RECORDS SHOWN:
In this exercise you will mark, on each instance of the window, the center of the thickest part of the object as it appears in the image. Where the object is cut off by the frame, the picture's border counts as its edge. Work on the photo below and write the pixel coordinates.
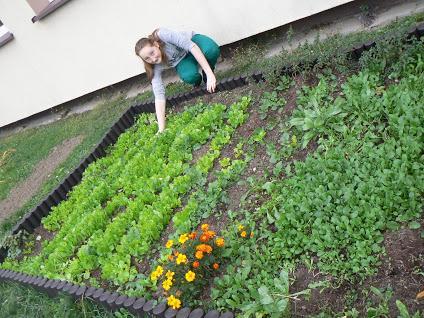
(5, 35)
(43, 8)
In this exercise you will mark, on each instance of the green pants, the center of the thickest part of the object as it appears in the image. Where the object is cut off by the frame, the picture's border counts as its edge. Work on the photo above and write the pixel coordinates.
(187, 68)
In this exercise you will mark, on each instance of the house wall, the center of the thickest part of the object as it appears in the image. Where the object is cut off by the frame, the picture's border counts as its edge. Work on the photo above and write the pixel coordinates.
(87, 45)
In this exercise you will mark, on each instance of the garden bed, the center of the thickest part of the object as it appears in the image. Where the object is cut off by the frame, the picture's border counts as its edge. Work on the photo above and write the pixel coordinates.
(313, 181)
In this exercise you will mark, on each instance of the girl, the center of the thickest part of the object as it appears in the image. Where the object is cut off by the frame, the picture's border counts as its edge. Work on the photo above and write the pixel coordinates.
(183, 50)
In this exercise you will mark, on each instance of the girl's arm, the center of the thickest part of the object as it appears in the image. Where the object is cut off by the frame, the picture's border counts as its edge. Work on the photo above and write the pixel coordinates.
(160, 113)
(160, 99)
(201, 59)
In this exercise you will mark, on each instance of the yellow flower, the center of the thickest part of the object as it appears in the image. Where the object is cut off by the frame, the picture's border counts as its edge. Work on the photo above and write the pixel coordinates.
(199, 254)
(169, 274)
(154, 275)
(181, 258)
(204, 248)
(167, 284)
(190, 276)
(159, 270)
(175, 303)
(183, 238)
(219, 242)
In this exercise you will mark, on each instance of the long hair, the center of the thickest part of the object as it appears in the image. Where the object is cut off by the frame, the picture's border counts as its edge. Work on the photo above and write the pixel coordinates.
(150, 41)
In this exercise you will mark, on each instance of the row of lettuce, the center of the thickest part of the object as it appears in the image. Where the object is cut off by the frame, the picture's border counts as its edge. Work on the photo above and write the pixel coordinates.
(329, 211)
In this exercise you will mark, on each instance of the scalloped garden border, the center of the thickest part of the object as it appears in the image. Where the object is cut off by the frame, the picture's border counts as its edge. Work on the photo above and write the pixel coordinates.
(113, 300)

PROBLEM TO SOLVE: Return exactly, and only, the line containing "of the yellow" and every line after it through the end of the material.

RESULT BELOW:
In this exercise you will mark, on each instance of the yellow flower, the center of the thickest part of the object as it appears in the image. Where the object is cut off by the frame, the picture's border counts as its edge. Work on the photo above and write the pixel coordinates.
(199, 254)
(169, 274)
(154, 275)
(181, 258)
(204, 248)
(167, 284)
(190, 276)
(159, 270)
(175, 303)
(183, 238)
(219, 242)
In this exercise you will mark, on each instance of the long hair, the center of the thickest part of the object as it appears in the image. Where the object is cut off by the frame, the picture's border counts as its edge. Work on the photo above and write the pixel coordinates.
(150, 41)
In this exercise you will mark, on each instance of the row of lettuce, the center of the thickest part of the object as it appears in the image. Where the object is cut off by the frame, the picture's border counts as its edge. Work on the photo above and write the pixel coordinates.
(329, 211)
In this exercise you will mark, on each instance of the scalloped garden border, the center of the thickest part of the object as it appears in the image. Where the object is cut off by the frame, the picture's border counts as its edge. Work on the photo above and write the pixel coordinates.
(113, 300)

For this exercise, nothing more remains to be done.